> WHAT THE EXERCISE ASKS
Make an exact copy of all the data.

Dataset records
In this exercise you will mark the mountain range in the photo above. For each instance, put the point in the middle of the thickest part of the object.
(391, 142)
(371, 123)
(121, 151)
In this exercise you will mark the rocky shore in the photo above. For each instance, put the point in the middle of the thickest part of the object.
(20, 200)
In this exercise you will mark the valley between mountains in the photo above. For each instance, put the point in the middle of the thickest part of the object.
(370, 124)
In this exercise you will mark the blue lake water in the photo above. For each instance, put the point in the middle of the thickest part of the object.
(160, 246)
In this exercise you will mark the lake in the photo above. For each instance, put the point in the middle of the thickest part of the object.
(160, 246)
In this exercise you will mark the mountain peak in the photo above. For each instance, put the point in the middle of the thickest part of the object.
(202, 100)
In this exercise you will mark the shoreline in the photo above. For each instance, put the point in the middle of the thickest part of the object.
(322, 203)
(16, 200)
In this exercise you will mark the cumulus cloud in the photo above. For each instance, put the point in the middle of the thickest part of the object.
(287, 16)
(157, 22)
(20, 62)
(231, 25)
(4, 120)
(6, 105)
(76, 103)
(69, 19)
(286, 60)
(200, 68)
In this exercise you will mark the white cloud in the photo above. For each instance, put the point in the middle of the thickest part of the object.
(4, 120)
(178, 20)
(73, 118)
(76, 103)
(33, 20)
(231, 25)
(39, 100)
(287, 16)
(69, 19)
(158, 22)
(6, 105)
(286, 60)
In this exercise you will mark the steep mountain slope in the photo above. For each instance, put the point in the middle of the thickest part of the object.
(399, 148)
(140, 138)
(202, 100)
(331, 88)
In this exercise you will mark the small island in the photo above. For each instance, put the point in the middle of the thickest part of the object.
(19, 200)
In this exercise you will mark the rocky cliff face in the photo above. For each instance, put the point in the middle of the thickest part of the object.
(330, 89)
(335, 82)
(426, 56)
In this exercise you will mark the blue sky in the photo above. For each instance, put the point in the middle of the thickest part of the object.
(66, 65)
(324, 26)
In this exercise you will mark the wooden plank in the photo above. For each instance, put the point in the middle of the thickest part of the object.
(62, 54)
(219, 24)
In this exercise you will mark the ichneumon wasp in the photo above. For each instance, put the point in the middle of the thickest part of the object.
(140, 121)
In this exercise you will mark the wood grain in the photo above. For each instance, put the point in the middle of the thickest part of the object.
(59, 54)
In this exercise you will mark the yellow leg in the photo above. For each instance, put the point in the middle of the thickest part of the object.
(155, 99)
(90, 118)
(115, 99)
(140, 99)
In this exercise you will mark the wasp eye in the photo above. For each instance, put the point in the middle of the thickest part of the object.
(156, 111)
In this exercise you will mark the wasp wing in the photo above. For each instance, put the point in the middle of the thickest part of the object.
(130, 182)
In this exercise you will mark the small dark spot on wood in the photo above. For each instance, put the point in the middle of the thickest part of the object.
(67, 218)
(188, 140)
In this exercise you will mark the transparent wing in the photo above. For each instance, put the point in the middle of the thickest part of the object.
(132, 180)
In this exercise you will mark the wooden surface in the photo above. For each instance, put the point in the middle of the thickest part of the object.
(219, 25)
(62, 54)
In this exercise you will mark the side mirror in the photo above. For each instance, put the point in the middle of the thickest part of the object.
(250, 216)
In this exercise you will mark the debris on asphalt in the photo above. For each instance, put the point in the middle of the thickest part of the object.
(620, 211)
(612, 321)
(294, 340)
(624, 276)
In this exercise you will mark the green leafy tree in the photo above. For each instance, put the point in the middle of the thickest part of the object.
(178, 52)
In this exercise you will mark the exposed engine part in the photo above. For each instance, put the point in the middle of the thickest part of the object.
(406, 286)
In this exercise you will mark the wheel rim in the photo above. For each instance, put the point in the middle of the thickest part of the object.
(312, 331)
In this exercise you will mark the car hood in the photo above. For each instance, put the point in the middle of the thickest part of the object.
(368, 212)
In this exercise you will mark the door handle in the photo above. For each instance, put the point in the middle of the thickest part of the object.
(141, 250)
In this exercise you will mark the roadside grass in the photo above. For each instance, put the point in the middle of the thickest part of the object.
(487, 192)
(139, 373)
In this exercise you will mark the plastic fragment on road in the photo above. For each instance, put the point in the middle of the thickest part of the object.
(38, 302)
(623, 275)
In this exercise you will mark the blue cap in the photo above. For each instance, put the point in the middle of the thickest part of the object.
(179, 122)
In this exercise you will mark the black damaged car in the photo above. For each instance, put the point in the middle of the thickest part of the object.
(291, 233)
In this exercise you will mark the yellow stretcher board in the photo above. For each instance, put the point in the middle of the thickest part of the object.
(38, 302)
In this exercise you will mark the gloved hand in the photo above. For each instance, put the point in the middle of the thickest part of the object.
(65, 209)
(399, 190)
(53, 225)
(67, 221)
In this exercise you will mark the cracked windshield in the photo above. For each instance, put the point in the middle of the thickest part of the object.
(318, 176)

> FINISHED EXERCISE
In this exercise you will mark the mountain range in the photo above. For each instance, put the point in the middle of the thickest part of the object.
(391, 142)
(371, 123)
(121, 151)
In this exercise you will mark the rocky shore in the photo above. For each instance, put the point in the middle of the thickest part of the object.
(20, 200)
In this exercise you will mark the valley between mountains in the photo above. For each instance, put the point in the middle of the thickest part of the object.
(370, 124)
In this exercise you will mark the blue lake water in the photo above. For each instance, put the point in the middle of the thickest part of the object.
(160, 246)
In this exercise you will mark the lake in the photo above. For each instance, put the point in the middle of the thickest part of the object.
(160, 246)
In this exercise you will mark the mountain peak in the photo above. For each instance, put the point in the middle of the thickest part of the object.
(202, 100)
In this exercise you will mark the shoreline in the photo above. For each instance, put the point in the middle of the thickest part of the object.
(322, 203)
(16, 200)
In this exercise you will mark the cumulus cloud in the photo above. For each instance, put the point in the middle of the thickest part of the object.
(287, 16)
(157, 22)
(20, 62)
(231, 25)
(4, 120)
(6, 105)
(76, 103)
(69, 19)
(286, 60)
(200, 68)
In this exercise you will mark the white cloud in the photo above. For each instance, put the point in the middle of the thickest part of the object.
(4, 120)
(178, 20)
(73, 118)
(76, 103)
(33, 20)
(231, 25)
(39, 100)
(287, 16)
(69, 19)
(158, 22)
(6, 105)
(286, 60)
In this exercise you will mark the steep mountain slope in the photo above. For each instance, put the point in the middle of the thickest part of the object.
(399, 148)
(140, 138)
(202, 100)
(331, 88)
In this exercise you will mark the small island in the photo above. For each instance, put the point in the middle of the thickest part of the object.
(19, 200)
In this exercise you will mark the rocky cliff face in the photo above. For each instance, put the point in the middle of the thickest part of the object.
(330, 89)
(335, 82)
(426, 56)
In this exercise you will mark the blue sky in the photo above. For each instance, put the point in the middle of the thickest part of the object.
(66, 65)
(324, 26)
In this exercise you will mark the wooden plank in the photo above. For each instance, put the point in the middle of the thickest part of the object.
(62, 54)
(219, 24)
In this exercise you will mark the ichneumon wasp in the photo above. For each instance, put the point in the middle of the thickest part of the object.
(140, 121)
In this exercise you will mark the wood grain in the photo above. For each instance, put the point in the middle of the thickest part of the object.
(59, 54)
In this exercise you will mark the yellow leg in the photo above. For each instance, put the point in the middle of the thickest part of the object.
(155, 99)
(90, 118)
(115, 99)
(140, 99)
In this exercise you will mark the wasp eye in the photo above. For each instance, put the point in the middle of the thickest part of the object.
(156, 111)
In this exercise you will mark the wasp wing in the photo above. For each instance, put the point in the middle of the thickest part of the object.
(130, 182)
In this exercise you will mark the small dark spot on wood in the photo above. For each instance, put the point in the middle of the thickest part of the object.
(67, 218)
(188, 140)
In this exercise you will mark the transparent wing in the photo above. For each instance, put the point in the middle of the thickest part of the object.
(132, 180)
In this exercise you will mark the wooden surface in the photo above. For each instance, put the point in the middle of the thickest part of the object.
(219, 25)
(62, 54)
In this exercise you will mark the side mirror in the photo above. For each instance, put the point in the middle of the thickest part of the object.
(250, 216)
In this exercise you will mark the debris on asphalt in the photo above. For each instance, put the point in the middle of the thickest part of the object.
(620, 211)
(612, 321)
(294, 340)
(624, 276)
In this exercise you will mark the green leafy tree in the photo above. For each instance, put the point in the middle of the thickest part of the object.
(178, 52)
In this exercise you will mark the exposed engine part in the photo above. For each instance, put the point in the middle of the thickest part of the object.
(406, 286)
In this exercise you will mark the wheel rim in the photo above. For each instance, put the point in the middle of the thickest part of the object.
(312, 331)
In this exercise you will mark the car hood in the photo above. For each instance, put the point in the middle of the thickest part of the object.
(368, 212)
In this exercise you will mark the door handle in the photo above. For each instance, put the point in the middle of the thickest part of the object.
(141, 250)
In this exercise you will mark the roadside grass in the photo above. For each instance, put the point in the middle of the thickest part of the object.
(487, 192)
(139, 373)
In this exercise you will mark the plastic fragment on road in the photo above. For each instance, put the point in the middle of the thickest part of the object.
(38, 302)
(623, 275)
In this exercise you will mark the blue cap in the photo above. For each instance, put the point in the middle of the thickest part of the object.
(179, 122)
In this exercise you will mark the black damaged car in the photo above. For each instance, put the point in the middle of the thickest part of the object.
(291, 233)
In this exercise you will mark the yellow stretcher board in the photo above. For each instance, put the point in the middle of the thickest part of the object.
(38, 302)
In this exercise you will mark the gloved hand in the photo above. For each instance, put the point in the middle of the thickest part of the object.
(65, 209)
(399, 190)
(53, 225)
(67, 221)
In this exercise you will mark the cracked windshield in the photo above. For each instance, put the point in the middle of the thickest part of the object.
(318, 176)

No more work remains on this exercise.